[Start of Data rows]

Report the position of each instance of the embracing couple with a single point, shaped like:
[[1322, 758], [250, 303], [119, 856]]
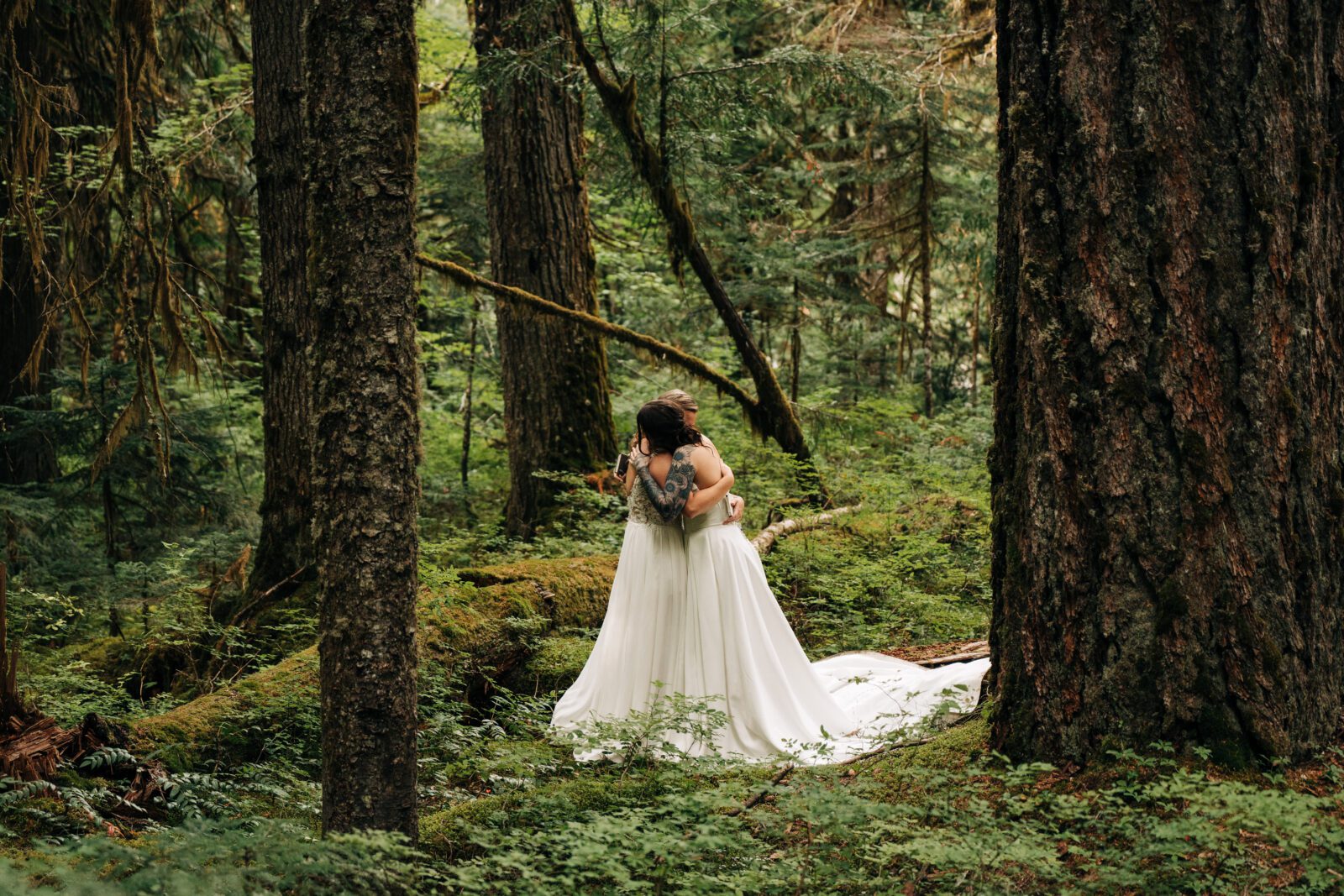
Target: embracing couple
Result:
[[691, 613]]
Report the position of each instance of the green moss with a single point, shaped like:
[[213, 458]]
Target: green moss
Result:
[[555, 664], [490, 620], [444, 833]]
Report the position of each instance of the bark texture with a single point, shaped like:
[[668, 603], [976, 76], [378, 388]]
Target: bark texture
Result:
[[927, 262], [557, 396], [362, 120], [1167, 477], [286, 511], [773, 412]]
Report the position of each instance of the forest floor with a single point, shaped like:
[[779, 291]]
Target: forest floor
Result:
[[221, 758]]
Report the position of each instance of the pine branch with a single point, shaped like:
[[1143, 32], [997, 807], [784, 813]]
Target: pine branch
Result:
[[659, 349]]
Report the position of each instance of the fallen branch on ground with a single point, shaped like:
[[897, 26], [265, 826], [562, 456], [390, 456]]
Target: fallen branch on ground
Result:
[[759, 799], [978, 651], [766, 537]]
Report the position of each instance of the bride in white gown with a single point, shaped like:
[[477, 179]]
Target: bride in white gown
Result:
[[702, 621]]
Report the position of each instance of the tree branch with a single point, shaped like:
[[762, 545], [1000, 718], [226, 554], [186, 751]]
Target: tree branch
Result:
[[773, 412], [659, 349]]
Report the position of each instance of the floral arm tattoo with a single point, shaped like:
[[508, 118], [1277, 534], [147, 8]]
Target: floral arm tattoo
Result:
[[669, 499]]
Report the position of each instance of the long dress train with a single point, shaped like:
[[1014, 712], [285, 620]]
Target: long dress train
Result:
[[692, 613], [741, 647], [638, 654]]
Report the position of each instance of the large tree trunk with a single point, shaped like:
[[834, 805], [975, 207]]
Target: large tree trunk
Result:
[[773, 414], [27, 453], [557, 398], [362, 118], [286, 511], [1168, 495]]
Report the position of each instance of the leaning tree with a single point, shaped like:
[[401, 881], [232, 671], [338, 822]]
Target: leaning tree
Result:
[[1168, 492], [362, 118], [557, 391]]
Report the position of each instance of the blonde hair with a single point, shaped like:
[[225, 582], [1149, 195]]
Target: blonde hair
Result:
[[680, 399]]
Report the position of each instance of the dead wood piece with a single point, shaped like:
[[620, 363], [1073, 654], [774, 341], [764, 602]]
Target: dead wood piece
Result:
[[766, 537], [958, 658], [759, 799], [654, 347], [42, 746]]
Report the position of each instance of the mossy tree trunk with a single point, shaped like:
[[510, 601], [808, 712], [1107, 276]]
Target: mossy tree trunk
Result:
[[284, 551], [362, 129], [1168, 496], [557, 396]]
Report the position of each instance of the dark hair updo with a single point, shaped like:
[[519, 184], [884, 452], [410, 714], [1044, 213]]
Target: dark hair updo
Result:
[[663, 423]]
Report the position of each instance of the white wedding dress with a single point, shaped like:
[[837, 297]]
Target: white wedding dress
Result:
[[694, 611]]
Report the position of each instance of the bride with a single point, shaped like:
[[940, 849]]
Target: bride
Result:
[[691, 613]]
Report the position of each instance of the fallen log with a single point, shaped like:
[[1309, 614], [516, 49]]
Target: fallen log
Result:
[[978, 651], [766, 537], [480, 629]]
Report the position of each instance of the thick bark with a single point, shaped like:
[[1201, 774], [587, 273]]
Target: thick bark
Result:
[[284, 550], [1168, 493], [660, 351], [362, 120], [557, 396]]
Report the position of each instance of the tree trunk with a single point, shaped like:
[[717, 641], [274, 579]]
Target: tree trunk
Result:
[[927, 261], [1168, 493], [29, 454], [557, 396], [468, 396], [284, 550], [362, 123], [974, 344], [773, 412]]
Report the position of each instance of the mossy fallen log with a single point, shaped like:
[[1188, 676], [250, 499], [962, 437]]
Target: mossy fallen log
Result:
[[494, 625], [480, 629]]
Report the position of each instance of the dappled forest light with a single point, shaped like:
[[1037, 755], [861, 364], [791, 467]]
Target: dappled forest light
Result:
[[371, 371]]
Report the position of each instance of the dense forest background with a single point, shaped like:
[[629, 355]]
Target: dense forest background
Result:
[[837, 170]]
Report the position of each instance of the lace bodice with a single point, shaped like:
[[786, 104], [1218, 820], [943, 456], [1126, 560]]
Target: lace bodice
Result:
[[642, 510]]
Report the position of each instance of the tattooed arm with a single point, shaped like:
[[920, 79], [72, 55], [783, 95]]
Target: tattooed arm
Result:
[[705, 499], [669, 499]]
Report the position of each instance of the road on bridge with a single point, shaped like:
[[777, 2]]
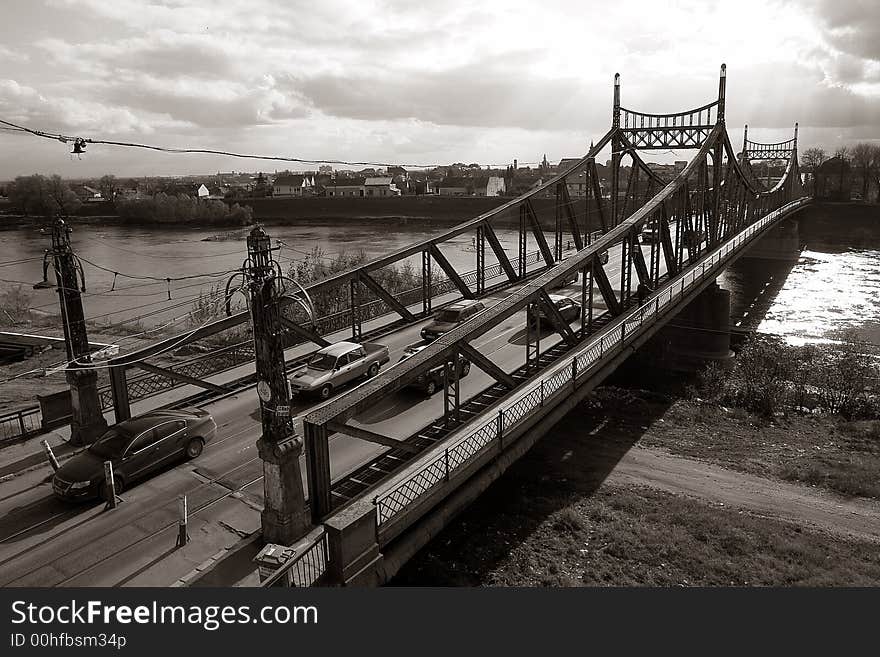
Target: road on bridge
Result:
[[44, 542]]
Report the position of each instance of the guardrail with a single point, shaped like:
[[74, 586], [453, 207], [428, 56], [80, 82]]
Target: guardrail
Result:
[[20, 424], [26, 422], [560, 379], [305, 568]]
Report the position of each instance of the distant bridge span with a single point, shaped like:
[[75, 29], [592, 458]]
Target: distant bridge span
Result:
[[699, 222]]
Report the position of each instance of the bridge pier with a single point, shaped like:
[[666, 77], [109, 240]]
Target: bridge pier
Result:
[[697, 335], [782, 243]]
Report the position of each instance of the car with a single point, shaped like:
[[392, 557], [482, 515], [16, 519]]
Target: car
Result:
[[336, 365], [432, 380], [136, 447], [448, 318], [567, 307], [650, 233]]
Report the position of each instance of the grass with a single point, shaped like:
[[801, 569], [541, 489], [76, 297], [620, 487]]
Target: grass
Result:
[[632, 536], [826, 451]]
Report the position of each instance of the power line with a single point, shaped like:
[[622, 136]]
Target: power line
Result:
[[79, 142]]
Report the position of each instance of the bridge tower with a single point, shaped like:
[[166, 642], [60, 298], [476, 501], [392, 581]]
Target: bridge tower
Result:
[[87, 422], [284, 515]]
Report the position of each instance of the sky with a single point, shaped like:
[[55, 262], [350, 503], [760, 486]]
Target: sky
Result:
[[416, 83]]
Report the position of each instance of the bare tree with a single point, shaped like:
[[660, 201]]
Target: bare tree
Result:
[[864, 163], [812, 158]]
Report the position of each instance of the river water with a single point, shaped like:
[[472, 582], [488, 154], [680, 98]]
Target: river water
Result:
[[825, 292]]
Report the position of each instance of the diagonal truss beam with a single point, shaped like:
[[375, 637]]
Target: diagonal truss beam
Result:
[[564, 198], [556, 318], [486, 365], [383, 294], [370, 436], [638, 259], [303, 332], [183, 378], [538, 232], [498, 250], [451, 273], [605, 288]]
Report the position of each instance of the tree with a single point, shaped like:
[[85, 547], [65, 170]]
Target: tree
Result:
[[38, 195], [62, 201], [108, 187], [863, 162], [812, 158]]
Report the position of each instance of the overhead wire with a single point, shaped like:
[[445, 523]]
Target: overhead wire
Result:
[[207, 151]]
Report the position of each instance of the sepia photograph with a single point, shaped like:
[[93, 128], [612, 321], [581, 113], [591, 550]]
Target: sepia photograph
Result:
[[479, 295]]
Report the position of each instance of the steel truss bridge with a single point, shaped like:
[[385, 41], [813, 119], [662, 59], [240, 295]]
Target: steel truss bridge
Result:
[[370, 522]]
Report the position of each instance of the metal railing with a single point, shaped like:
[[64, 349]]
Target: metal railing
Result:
[[305, 568], [560, 379], [20, 424], [26, 422]]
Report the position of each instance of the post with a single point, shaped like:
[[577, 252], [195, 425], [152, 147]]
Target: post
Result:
[[182, 535], [616, 146], [110, 483], [88, 420], [49, 454], [284, 517]]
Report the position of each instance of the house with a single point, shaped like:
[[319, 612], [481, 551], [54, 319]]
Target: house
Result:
[[293, 185], [380, 186], [346, 187], [834, 180], [488, 186], [455, 186]]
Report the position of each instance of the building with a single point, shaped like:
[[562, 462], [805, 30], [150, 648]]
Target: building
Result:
[[488, 186], [346, 187], [293, 185], [380, 186]]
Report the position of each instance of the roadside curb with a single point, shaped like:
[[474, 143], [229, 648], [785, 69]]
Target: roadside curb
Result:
[[63, 450]]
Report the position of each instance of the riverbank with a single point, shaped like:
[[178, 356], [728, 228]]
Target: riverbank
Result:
[[418, 211], [626, 491]]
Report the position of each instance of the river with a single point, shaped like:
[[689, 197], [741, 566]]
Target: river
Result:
[[825, 292]]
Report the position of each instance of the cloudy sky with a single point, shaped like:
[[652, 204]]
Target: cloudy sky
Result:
[[416, 82]]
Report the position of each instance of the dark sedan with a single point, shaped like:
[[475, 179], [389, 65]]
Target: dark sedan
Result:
[[136, 447]]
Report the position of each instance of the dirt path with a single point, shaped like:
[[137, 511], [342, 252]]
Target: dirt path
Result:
[[859, 518]]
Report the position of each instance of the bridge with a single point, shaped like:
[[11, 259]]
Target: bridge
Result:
[[387, 469]]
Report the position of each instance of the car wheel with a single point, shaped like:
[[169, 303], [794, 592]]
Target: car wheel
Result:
[[118, 484], [194, 448]]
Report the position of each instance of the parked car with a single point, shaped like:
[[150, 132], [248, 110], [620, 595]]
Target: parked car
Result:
[[332, 367], [432, 380], [567, 307], [449, 317], [650, 233], [135, 447]]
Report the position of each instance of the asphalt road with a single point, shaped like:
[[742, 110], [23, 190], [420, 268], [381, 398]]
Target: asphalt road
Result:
[[45, 542]]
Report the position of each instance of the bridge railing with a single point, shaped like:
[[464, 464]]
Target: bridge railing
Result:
[[306, 568], [557, 382], [27, 422]]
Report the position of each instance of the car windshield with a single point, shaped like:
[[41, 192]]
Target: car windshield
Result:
[[322, 362], [447, 316], [111, 444]]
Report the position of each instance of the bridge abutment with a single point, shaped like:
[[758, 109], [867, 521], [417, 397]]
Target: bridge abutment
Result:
[[782, 243], [699, 334]]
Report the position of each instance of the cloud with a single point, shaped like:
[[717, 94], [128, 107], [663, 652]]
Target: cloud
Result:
[[853, 26]]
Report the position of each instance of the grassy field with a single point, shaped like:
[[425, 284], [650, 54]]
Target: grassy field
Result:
[[634, 536]]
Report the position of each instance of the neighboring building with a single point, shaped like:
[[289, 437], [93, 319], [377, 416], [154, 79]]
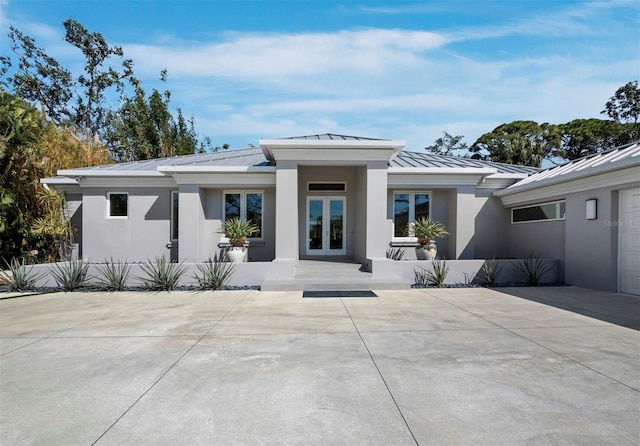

[End of Data rows]

=== To be done ===
Retype the data above from its first line up to and including the line with "[[555, 664], [490, 620], [444, 833]]", and leave the pictures out of your copy.

=== Task output ===
Report the position of each instance of the embracing couple with a single point, shaped like:
[[1322, 758], [250, 303], [119, 856]]
Target: embracing couple
Result:
[[691, 613]]
Report the position of each instance of the green moss with a single point, shaped like:
[[213, 458]]
Target: green moss
Result:
[[555, 664], [490, 620], [444, 833]]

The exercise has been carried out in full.